Overutilized ratio (in % of the 20s test):
+------+-------+-----------+----------+------------+
| util | count | without   | with     | ratio      |
+------+-------+-----------+----------+------------+
| 4    | 8     | 0.154992  | 0.049429 | -68.108419 |
| 4    | 12    | 0.132593  | 0.061762 | -53.420202 |
| 4    | 16    | 6.798091  | 4.606102 | -32.244179 |
| 8    | 8     | 1.360703  | 0.174626 | -87.166465 |
| 8    | 12    | 0.519704  | 0.250469 | -51.805502 |
| 8    | 16    | 12.114269 | 8.969281 | -25.961019 |
+------+-------+-----------+----------+------------+
Std:
+------+-------+----------+----------+
| util | count | without  | with     |
+------+-------+----------+----------+
| 4    | 8     | 0.212919 | 0.036856 |
| 4    | 12    | 0.069696 | 0.060257 |
| 4    | 16    | 0.63995  | 0.542028 |
| 8    | 8     | 2.158079 | 0.211775 |
| 8    | 12    | 0.089159 | 0.187436 |
| 8    | 16    | 0.798565 | 1.669003 |
+------+-------+----------+----------+

------

Analysis:

- [1]
Without the patch, 2 tasks end up on one little CPU. This consumes
less energy than using the medium/big CPU according to the energy model,
but EAS should not be capable of doing such task placement as the little
CPU becomes overutilized.
Without the patch, the system is overutilized a lot more than with the patch.

-
Looking at the overutilized ratio, being overutilized 0.5% of the time or
0.05% of the time might seem close, but it means that EAS ended up
doing a bad task placement multiple, independent times.

-
The overutilized ratio should be checked along the energy results as it
shows how much EAS was involved in the task placement.

-
Overall, the energy consumed is less. The quantity of energy saved varies
with the workload.

------

On another note, I wanted to ask if there would be a v2 of this present
patchset (sched/fair: Rework EAS to handle more cases),

Regards,
Pierre

------


diff --git a/include/linux/sched.h b/include/linux/sched.h
index bb343136ddd0..812d5bf88875 100644
--- a/include/linux/sched.h
+++ b/include/linux/sched.h
@@ -1592,6 +1592,12 @@ struct task_struct {
         struct user_event_mm            *user_event_mm;
  #endif
  
+       /*
+        * Keep track of the CPU feec() migrated this task to.
+        * There is a per-cpu 'eas_pending_enqueue' value to reset.
+        */
+       int eas_target_cpu;
+
         /*
          * New fields for task_struct should be added above here, so that
          * they are included in the randomized portion of task_struct.
diff --git a/kernel/sched/fair.c b/kernel/sched/fair.c
index c157d4860a3b..34911eb059cf 100644
--- a/kernel/sched/fair.c
+++ b/kernel/sched/fair.c
@@ -6945,6 +6945,8 @@ requeue_delayed_entity(struct sched_entity *se)
         se->sched_delayed = 0;
  }
  
+DEFINE_PER_CPU(atomic_t, eas_pending_enqueue);
+
  /*
   * The enqueue_task method is called before nr_running is
   * increased. Here we update the fair scheduling stats and
@@ -7064,6 +7066,11 @@ enqueue_task_fair(struct rq *rq, struct task_struct *p, int flags)
* * * * *
| REQUIRED TASKS |
1. List the column headings of the overutilized ratio table in the scheduler patch text.
2. Copy word for word the part of the scheduler patch text that begins at "se->sched_delayed = 0;" and stops after "task_struct *p, int flags)".

| COLLECTED DATA |
* * * * *
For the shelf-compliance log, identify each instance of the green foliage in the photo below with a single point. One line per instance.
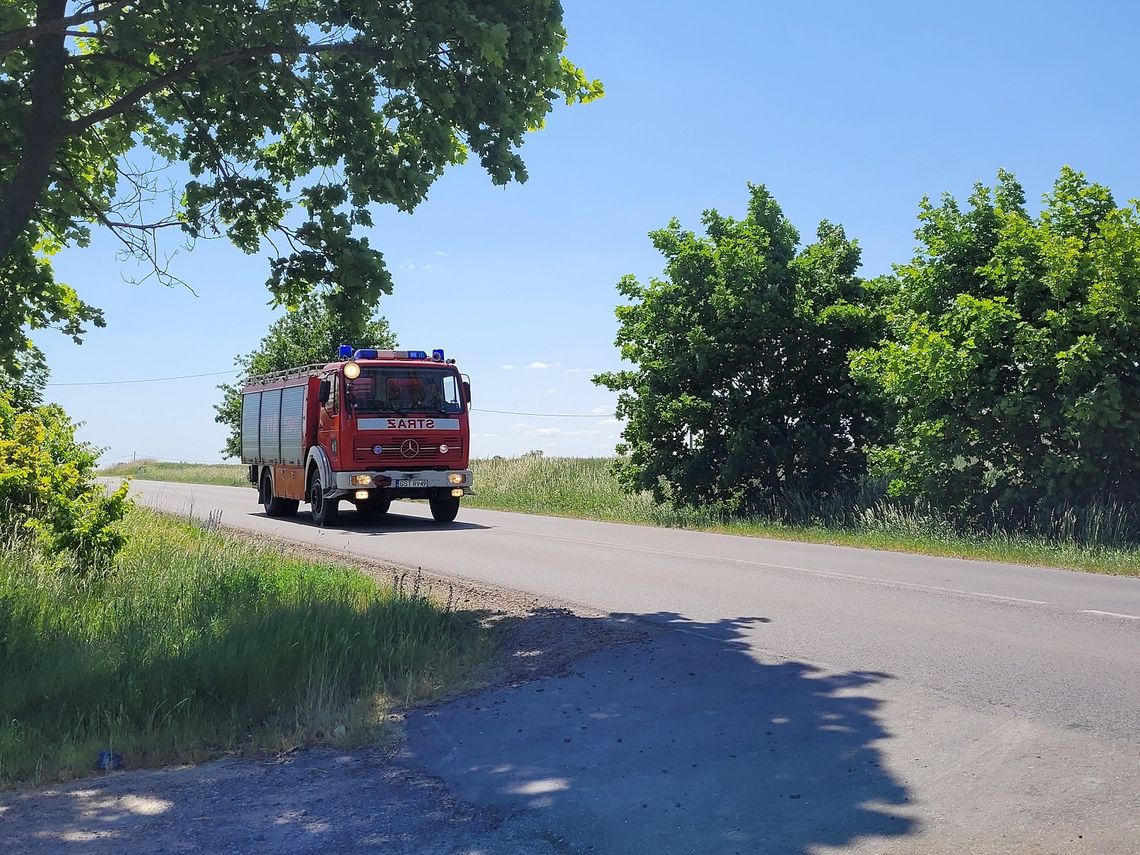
* * * * *
| ANSWERS FOR THIS EXERCISE |
1. util, count, without, with, ratio

2.
se->sched_delayed = 0;
  }
  
+DEFINE_PER_CPU(atomic_t, eas_pending_enqueue);
+
  /*
   * The enqueue_task method is called before nr_running is
   * increased. Here we update the fair scheduling stats and
@@ -7064,6 +7066,11 @@ enqueue_task_fair(struct rq *rq, struct task_struct *p, int flags)